Aim of the exercise:
Pick out every line of the material below that contains the string "blue", and copy those lines unchanged. Treat uppercase and lowercase as different.

A block of data
%%

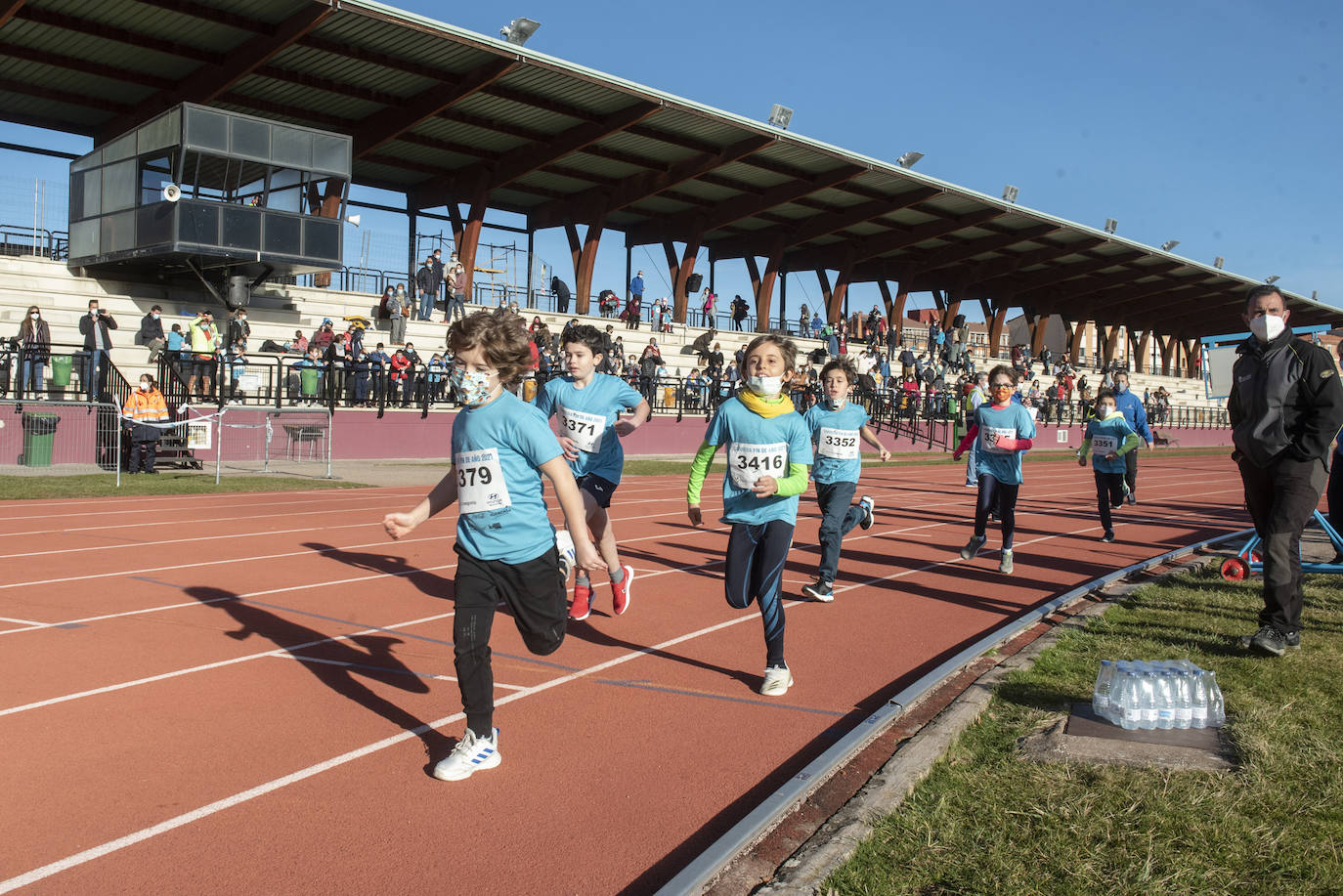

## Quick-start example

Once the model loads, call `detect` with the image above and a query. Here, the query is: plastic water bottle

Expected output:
[1092,660,1114,719]
[1189,669,1207,728]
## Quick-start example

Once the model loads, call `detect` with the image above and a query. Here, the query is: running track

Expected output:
[0,451,1246,895]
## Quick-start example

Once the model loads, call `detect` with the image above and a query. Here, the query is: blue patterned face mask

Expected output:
[450,366,495,407]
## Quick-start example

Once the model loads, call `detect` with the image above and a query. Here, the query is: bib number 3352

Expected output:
[728,442,789,489]
[453,448,513,513]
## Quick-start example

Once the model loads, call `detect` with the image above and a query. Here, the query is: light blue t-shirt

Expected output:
[453,391,561,563]
[1087,413,1135,473]
[801,402,870,485]
[536,373,643,485]
[975,402,1035,485]
[704,395,811,526]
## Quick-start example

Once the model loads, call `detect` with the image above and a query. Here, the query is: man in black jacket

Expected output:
[1226,284,1343,657]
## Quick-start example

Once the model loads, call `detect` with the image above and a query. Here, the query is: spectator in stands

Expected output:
[187,309,220,401]
[14,305,51,399]
[137,305,168,364]
[79,298,117,402]
[121,373,168,473]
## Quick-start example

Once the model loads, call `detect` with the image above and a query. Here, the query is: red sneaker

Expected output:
[611,566,634,616]
[570,584,592,622]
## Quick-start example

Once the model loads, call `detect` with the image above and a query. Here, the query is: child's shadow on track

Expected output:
[304,541,454,601]
[184,585,453,759]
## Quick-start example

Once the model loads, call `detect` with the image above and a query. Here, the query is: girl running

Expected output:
[952,364,1035,574]
[686,334,811,698]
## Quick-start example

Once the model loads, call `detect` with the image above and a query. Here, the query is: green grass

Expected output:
[0,472,368,501]
[822,567,1343,896]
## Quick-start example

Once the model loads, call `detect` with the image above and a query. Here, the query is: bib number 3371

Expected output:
[453,448,513,513]
[728,442,789,489]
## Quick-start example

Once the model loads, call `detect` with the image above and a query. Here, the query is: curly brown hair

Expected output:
[448,308,532,390]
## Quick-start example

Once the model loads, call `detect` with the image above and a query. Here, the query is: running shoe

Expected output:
[570,581,592,622]
[960,534,988,560]
[760,666,793,698]
[434,728,502,781]
[554,530,576,581]
[612,566,634,616]
[858,494,877,530]
[801,579,836,603]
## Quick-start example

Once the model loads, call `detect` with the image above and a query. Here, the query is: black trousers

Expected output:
[1238,455,1324,634]
[453,547,570,738]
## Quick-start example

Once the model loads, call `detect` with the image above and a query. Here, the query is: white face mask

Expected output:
[747,376,783,397]
[1250,315,1286,343]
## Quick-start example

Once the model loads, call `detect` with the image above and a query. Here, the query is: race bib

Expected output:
[979,427,1017,454]
[728,442,789,489]
[816,426,858,461]
[453,448,513,513]
[1092,435,1119,456]
[560,405,606,454]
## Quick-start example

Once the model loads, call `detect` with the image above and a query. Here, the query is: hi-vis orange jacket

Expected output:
[121,390,168,423]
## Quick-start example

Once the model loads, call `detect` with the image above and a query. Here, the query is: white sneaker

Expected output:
[760,666,793,698]
[434,728,502,781]
[554,530,576,581]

%%

The reply:
Once the model loads, call `detect` with the image above and a query. Here, the query is: blue patterned face mask
Once the model loads, call `detect` with the image above and a query. Here, the query is: light blue t-shirt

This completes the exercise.